▶ **해야 할 일**:
**a.** 원문을 보면 Mobile VLA는 어떤 모델을 바탕으로 만들어졌나요?
**b.** 다음 문장이 원문과 맞는지 각각 예나 아니요로 답하고, 판단 근거가 되는 원문 문구를 그대로 따옴표로 붙이세요. (i) 이 모델의 라이선스는 apache-2.0이다. (ii) 이 모델은 장애물 회피 상황에서 2D 액션을 예측한다. (iii) 평가 지표에 mae가 들어 있다.
**c.** 원문의 tags 항목에 나온 태그를 빠짐없이 적으세요.

----- 원문

File size: 5,050 Bytes

ca6d175

---
license: apache-2.0
tags:
- vision-language-action
- mobile-robot
- kosmos-2b
- robotics
- obstacle-avoidance
datasets:
- mobile-vla-dataset
language:
- en
- ko
metrics:
- mae
- r2_score
library_name: transformers
pipeline_tag: robotics
---

# 🚀 Mobile VLA: Vision-Language-Action Model for Mobile Robots

## 📋 Model Description

Mobile VLA는 Kosmos-2B를 기반으로 한 Mobile Robot 전용 Vision-Language-Action 모델입니다. 
장애물 회피 시나리오에서 연속적인 3D 액션 예측을 수행합니다.

----------
----- 제공 데이터

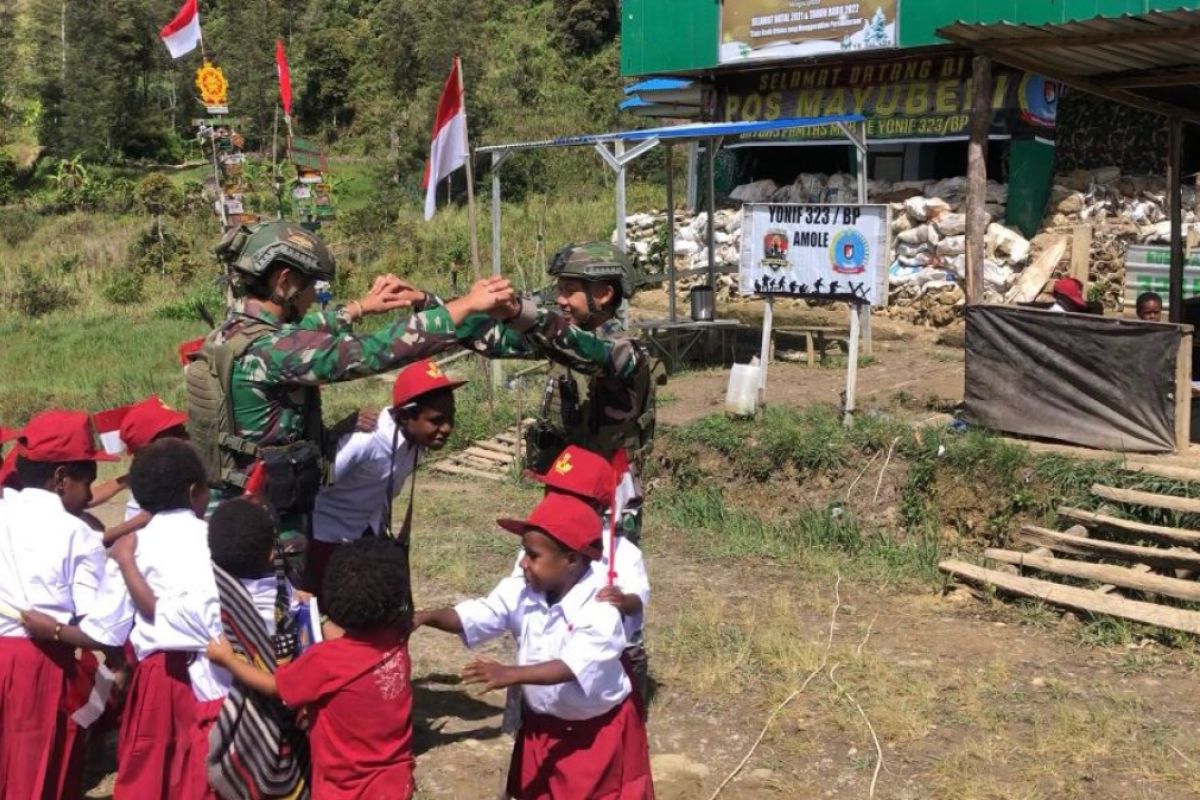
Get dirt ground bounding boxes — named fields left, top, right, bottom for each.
left=82, top=309, right=1200, bottom=800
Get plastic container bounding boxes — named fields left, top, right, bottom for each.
left=725, top=359, right=762, bottom=416
left=689, top=287, right=713, bottom=323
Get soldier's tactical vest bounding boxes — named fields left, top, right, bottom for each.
left=526, top=351, right=666, bottom=473
left=184, top=321, right=325, bottom=513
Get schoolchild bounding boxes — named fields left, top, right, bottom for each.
left=208, top=537, right=415, bottom=800
left=0, top=411, right=112, bottom=798
left=414, top=492, right=654, bottom=800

----------

▶ **기대 결과**:
**a.** Kosmos-2B를 바탕으로 만들어졌습니다.

**b.**
(i) 예: "license: apache-2.0"
(ii) 아니요: "연속적인 3D 액션 예측을 수행합니다"
(iii) 예: "- mae"

**c.** vision-language-action, mobile-robot, kosmos-2b, robotics, obstacle-avoidance